Görev Tanımı 1 —
Yargıtay kararına göre davacı şirket ile davalı idare arasındaki "Genel Temizlik Hizmet Alımı" sözleşmesi hangi tarihte imzalanmıştır?
Görev Tanımı 2 —
İtirazın iptali davasına ilişkin Yargıtay kararının metnini, gösterilen son cümlenin ardından kaldığı yerden sürdürün.

Belge Metni —
****************************************
Direnme Kararının Temyizinde Kesinlik Sınırı
Yargıtay Hukuk Genel Kurulu
Esas No : 2017/1693
Karar No : 2020/1010
Karar Tarihi : 2020-12-08





"İçtihat Metni"

MAHKEMESİ :Asliye Hukuk Mahkemesi

1. Taraflar arasındaki “itirazın iptali” davasından dolayı yapılan yargılama sonunda, Köyceğiz Asliye Hukuk Mahkemesince verilen davanın kabulüne ilişkin karar, davalı vekilinin temyizi üzerine Yargıtay (Kapatılan) 13. Hukuk Dairesince yapılan inceleme sonunda bozulmuş, Mahkemece Özel Daire bozma kararına karşı direnilmiştir.
2. Direnme kararı davalı vekili tarafından temyiz edilmiştir.
3. Hukuk Genel Kurulunca dosyadaki belgeler incelendikten sonra gereği görüşüldü:

I. YARGILAMA SÜRECİ
Davacı İstemi:
4. Davacı vekili 27.05.2014 havale tarihli dava dilekçesinde; davalı idare ile müvekkili şirket arasında imzalanan 16.07.2008 tarihli “Genel Temizlik Hizmet Alımı” sözleşmesiyle üstlenilen işlerin sözleşmede belirtildiği şekilde ifa edildiğini, ancak müvekkilinin 5510 sayılı Sosyal Sigortalar ve Genel Sağlık Sigortası Kanunu (SSGSSK)’nun 81/1-i maddesindeki tüm şartları taşımasına rağmen %5’lik hazine yardımından yararlandırılmadığını ve sigorta indiriminden yararlandığı bedelin ödenmesi gereken hak edişlerden davalı tarafından haksız olarak kesildiğini, 7.593,02TL’lik kesintinin iadesi için davalıya iadeli taahhütlü mektupla başvurmasına rağmen herhangi bir ödeme yapılmadığını, hak edişlerin kesildiği tarihlerden, bu talep kabul görmez ise temerrüt tarihi olan 29.02.2013 tarihinden itibaren faiz işletilmesi gerektiğini, 9.585,10TL’nin (7.593,02TL anapara+1.992,08TL işlemiş faiz) tahsili için başlatılan icra takibine davalının haksız itiraz ettiğini ileri sürerek itirazın iptali ile icra inkâr tazminatına karar verilmesini talep etmiştir.
Davalı Cevabı:
5. Davalı vekili 07.07.2014 havale tarihli cevap dilekçesinde; kesintilerin mevzuata uygun yapıldığını savunarak davanın reddine karar verilmesini istemiştir.
****************************************
Veri Kayıtları —

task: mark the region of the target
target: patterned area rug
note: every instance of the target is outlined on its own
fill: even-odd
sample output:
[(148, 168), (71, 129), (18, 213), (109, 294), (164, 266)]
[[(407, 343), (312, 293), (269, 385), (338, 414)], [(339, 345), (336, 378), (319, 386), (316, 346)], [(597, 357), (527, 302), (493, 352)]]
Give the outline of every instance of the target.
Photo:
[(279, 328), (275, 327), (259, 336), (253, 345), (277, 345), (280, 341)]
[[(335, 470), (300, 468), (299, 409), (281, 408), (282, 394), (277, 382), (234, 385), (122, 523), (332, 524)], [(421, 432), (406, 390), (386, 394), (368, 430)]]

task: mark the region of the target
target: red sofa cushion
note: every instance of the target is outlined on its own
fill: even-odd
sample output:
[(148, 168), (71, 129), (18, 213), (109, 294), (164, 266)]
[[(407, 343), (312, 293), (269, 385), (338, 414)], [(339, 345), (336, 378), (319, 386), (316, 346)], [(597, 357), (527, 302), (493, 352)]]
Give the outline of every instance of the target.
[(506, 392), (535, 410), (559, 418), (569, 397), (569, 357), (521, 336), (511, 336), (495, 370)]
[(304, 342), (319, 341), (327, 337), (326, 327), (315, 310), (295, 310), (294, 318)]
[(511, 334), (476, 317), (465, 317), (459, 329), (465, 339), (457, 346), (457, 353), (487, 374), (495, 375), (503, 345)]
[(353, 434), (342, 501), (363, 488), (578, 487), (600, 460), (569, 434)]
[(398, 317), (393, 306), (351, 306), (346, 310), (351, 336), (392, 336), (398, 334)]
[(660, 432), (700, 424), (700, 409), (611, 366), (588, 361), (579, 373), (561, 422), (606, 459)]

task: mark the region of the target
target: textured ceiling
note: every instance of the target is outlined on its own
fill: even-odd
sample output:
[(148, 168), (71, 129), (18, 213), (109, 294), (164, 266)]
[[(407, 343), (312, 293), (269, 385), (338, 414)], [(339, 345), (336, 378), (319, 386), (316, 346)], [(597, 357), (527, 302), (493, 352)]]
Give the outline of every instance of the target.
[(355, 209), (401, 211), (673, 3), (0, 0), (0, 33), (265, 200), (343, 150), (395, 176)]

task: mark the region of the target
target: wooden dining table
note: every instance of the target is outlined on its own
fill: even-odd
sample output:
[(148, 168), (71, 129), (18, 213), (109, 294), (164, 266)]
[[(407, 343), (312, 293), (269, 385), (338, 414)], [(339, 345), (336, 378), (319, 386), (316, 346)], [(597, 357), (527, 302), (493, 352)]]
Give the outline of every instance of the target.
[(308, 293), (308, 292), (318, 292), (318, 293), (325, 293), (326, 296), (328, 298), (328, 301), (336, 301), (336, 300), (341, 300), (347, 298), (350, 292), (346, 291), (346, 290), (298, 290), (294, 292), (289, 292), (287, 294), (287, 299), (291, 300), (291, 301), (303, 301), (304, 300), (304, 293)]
****************************************
Nihai Cevap 1 —
16.07.2008 tarihinde.

Nihai Cevap 2 —
Mahkeme Kararı:
6. Köyceğiz Asliye Hukuk Mahkemesinin 10.03.2015 tarihli ve 2014/137 E., 2015/70 K. sayılı kararı ile; hazinenin işverene yaptığı prim yardımının, ihale makamı olan davalı tarafından davacının hak edişinden kesilmesinin Kanunun amacına aykırı olması nedeniyle davacının hak edişlerinden kesilen 7.593,02TL'nin davacıya ödenmesi gerektiği, takipte yasal faiz istenmesine göre davalı tarafından haksız olarak yapılan her bir kesintiye kesinti tarihinden itibaren yasal faiz uygulanmak suretiyle, takipte talep edilen 1.992,08TL faiz alacağının da usul ve yasaya uygun olduğu gerekçesiyle davanın kabulü ile asıl alacak ve işlemiş faiz alacağı yönünden itirazın iptali ile takibin devamına karar verilmiştir.
Özel Daire Bozma Kararı:
7. Yerel Mahkemenin yukarıda belirtilen kararına karşı süresi içinde davalı vekili temyiz isteminde bulunmuştur.
8. Yargıtay (Kapatılan) 13. Hukuk Dairesinin 30.09.2015 tarihli ve 2015/25191 E., 2015/27720 K. sayılı kararı ile; “…1-Dosyadaki yazılara, kararın dayandığı delillerle yasaya uygun gerektirici nedenlere ve özellikle delillerin takdirinde bir isabetsizlik bulunmamasına göre davalının aşağıdaki bendin dışında kalan sair temyiz itirazlarının reddi gerekir.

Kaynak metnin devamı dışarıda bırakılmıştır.